# Backyard Doves



## Parrothead (Apr 15, 2004)

I went to let the beagle out this morning and had about 40 or more doves inthe back yard. I am thinking of doing the lazy man hunt Friday morning. Get up late, put some shorts on, set in the swing and shoot some doves. Man, life is rough!!!!
I might take the extra effort and put out the mojo-dove and a few other dekes. We'll see.
It'll probably be raining though, just my luck. If it is, I will sit at the computer watching out the window until they gather then go sneak out the back and let 'em have it!
I figure if i go in guns blazing from both hands I can get off 6 shots in a few seconds and maybe hit a couple birds. If I get 'em on the ground I can kill several in one shot probably. Heck, I bet I could even hit a few of those nasty starlings that just showed up all of a sudden yesterday.


----------



## Darwin (Apr 12, 2004)

Parrothead said:


> Heck, I bet I could even hit a few of those nasty starlings that just showed up all of a sudden yesterday.


MMMMMMM Starlings, best served deep fried in chocolate sauce!!

Well, how did you do? It is not very nice of you to go dove hunting w/out me while I am stuck here at work!


----------



## Parrothead (Apr 15, 2004)

I'll let you know soon. I just got up and let the beasts out and there were more than I saw yesterday so I will be heading out real soon. I could get used to this kind of hunting real easy man!

• • • •

■ Written request
Could you transcribe the part of the backyard doves thread that begins at the words "It'll probably be" and stops after the words "(Apr 12, 2004)"?

• • • •

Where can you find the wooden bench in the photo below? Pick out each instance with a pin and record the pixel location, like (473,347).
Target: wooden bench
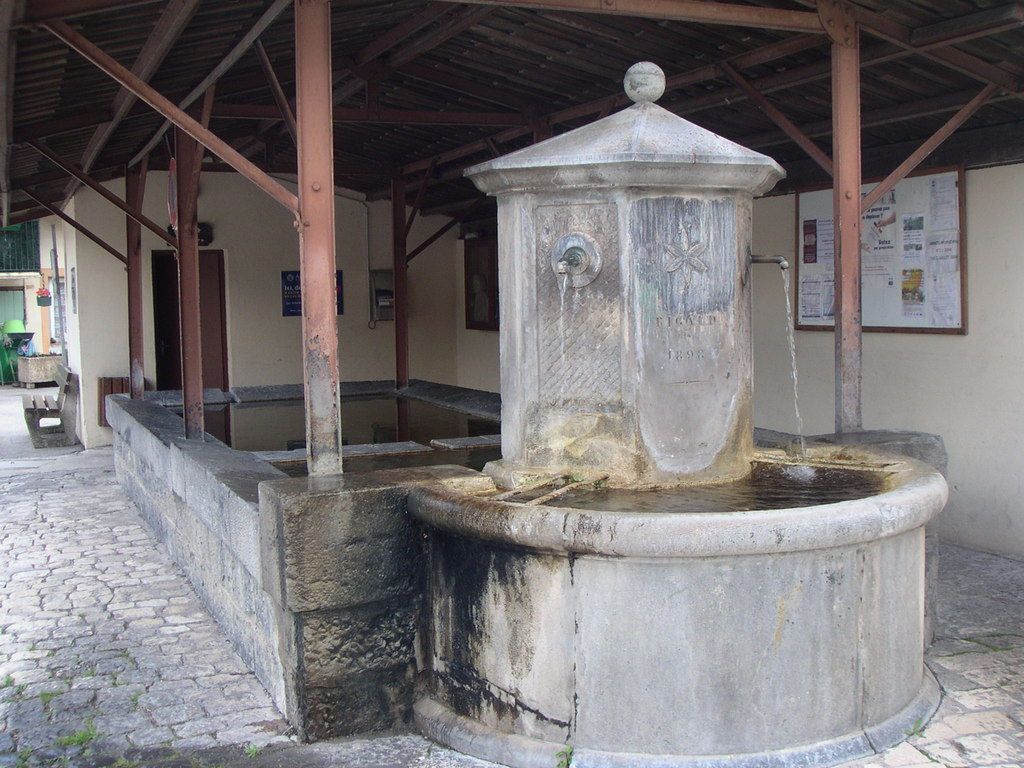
(39,407)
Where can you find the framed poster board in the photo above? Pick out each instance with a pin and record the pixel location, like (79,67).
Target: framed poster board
(912,259)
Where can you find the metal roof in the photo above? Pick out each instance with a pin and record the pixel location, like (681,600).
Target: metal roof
(428,88)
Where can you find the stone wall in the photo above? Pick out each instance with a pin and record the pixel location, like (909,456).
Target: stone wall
(315,581)
(201,500)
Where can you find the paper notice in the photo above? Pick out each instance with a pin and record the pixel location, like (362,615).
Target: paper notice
(826,240)
(912,238)
(943,213)
(913,294)
(817,297)
(945,300)
(878,237)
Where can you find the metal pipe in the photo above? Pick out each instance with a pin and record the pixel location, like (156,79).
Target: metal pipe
(846,204)
(316,237)
(783,263)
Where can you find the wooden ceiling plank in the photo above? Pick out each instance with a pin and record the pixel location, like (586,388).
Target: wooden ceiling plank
(791,129)
(268,17)
(165,34)
(399,34)
(279,92)
(81,227)
(679,10)
(757,56)
(162,104)
(83,176)
(989,22)
(48,10)
(486,91)
(928,146)
(887,29)
(465,18)
(399,117)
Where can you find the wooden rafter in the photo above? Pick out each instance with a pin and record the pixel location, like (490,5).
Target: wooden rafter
(8,47)
(401,54)
(280,97)
(928,147)
(173,114)
(47,10)
(757,56)
(82,177)
(787,126)
(679,10)
(165,34)
(81,227)
(247,41)
(401,117)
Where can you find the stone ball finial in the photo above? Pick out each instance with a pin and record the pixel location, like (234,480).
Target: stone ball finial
(644,81)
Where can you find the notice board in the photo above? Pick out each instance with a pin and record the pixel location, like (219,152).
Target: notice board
(912,261)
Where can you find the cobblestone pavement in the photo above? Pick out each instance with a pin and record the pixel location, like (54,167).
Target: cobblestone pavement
(108,658)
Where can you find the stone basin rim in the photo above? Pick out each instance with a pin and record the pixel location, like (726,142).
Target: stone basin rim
(919,494)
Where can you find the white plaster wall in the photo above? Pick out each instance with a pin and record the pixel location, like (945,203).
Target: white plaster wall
(965,388)
(259,241)
(97,333)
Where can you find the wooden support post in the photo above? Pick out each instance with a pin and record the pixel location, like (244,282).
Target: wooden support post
(400,266)
(185,148)
(134,188)
(316,236)
(846,206)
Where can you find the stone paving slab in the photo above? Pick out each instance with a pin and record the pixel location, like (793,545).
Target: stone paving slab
(108,658)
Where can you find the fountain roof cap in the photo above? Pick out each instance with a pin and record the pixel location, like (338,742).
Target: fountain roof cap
(643,145)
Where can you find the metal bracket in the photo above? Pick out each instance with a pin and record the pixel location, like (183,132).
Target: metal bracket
(839,22)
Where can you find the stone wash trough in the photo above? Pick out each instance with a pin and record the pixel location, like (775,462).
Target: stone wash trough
(633,579)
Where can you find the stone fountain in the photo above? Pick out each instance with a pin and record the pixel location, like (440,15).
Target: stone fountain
(765,637)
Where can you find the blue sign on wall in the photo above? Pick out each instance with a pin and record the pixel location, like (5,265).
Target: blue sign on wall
(291,294)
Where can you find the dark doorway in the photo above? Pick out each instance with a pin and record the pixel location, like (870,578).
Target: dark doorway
(167,329)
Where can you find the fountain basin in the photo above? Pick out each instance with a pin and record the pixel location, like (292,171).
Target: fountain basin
(759,638)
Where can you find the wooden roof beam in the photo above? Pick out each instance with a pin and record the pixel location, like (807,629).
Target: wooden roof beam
(247,41)
(927,147)
(699,11)
(398,56)
(37,11)
(990,22)
(280,97)
(401,117)
(791,129)
(83,177)
(750,58)
(81,227)
(873,119)
(165,34)
(8,47)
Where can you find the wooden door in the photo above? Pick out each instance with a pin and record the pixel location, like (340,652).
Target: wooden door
(167,329)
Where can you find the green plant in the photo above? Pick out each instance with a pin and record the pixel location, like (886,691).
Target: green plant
(916,729)
(80,738)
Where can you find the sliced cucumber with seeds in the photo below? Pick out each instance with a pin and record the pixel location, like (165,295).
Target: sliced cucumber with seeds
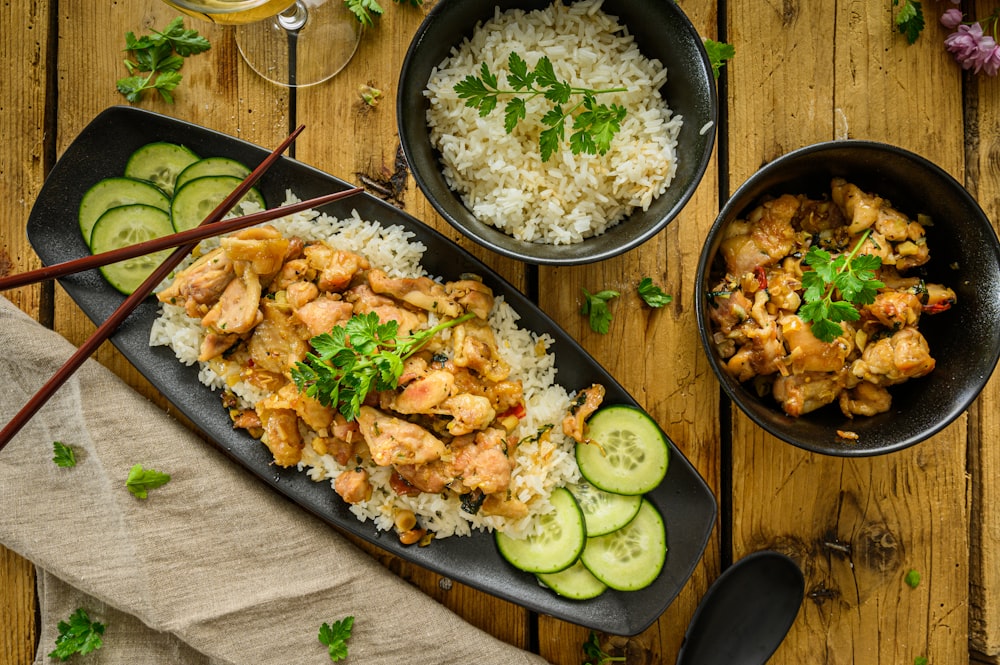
(631,557)
(194,201)
(575,582)
(604,512)
(124,226)
(557,545)
(212,166)
(113,192)
(627,452)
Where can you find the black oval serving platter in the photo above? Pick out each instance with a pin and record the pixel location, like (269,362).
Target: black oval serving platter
(101,150)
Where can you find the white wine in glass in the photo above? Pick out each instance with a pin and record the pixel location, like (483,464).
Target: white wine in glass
(294,43)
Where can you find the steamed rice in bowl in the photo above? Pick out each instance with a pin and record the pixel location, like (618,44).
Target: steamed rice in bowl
(542,462)
(501,177)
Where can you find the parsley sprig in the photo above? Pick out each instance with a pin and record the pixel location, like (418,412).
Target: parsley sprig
(850,275)
(594,124)
(157,59)
(77,635)
(352,360)
(334,637)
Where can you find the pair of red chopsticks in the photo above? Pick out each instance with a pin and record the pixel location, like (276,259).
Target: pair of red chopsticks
(185,242)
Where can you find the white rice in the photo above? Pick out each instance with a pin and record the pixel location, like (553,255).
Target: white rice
(541,463)
(501,177)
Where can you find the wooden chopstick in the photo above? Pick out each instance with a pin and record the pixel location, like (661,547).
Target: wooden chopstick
(105,330)
(194,235)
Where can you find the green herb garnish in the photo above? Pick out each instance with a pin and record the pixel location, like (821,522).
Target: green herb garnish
(77,635)
(596,655)
(718,54)
(362,355)
(595,305)
(140,481)
(63,455)
(594,125)
(157,58)
(335,637)
(853,277)
(653,295)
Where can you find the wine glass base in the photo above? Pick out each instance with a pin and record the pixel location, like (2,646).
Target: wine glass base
(297,57)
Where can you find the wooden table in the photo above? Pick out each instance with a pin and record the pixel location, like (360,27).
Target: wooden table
(805,71)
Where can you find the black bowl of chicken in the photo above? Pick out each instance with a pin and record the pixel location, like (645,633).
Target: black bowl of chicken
(964,255)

• • • •

■ Reply
It'll probably be raining though, just my luck. If it is, I will sit at the computer watching out the window until they gather then go sneak out the back and let 'em have it!
I figure if i go in guns blazing from both hands I can get off 6 shots in a few seconds and maybe hit a couple birds. If I get 'em on the ground I can kill several in one shot probably. Heck, I bet I could even hit a few of those nasty starlings that just showed up all of a sudden yesterday.


----------



## Darwin (Apr 12, 2004)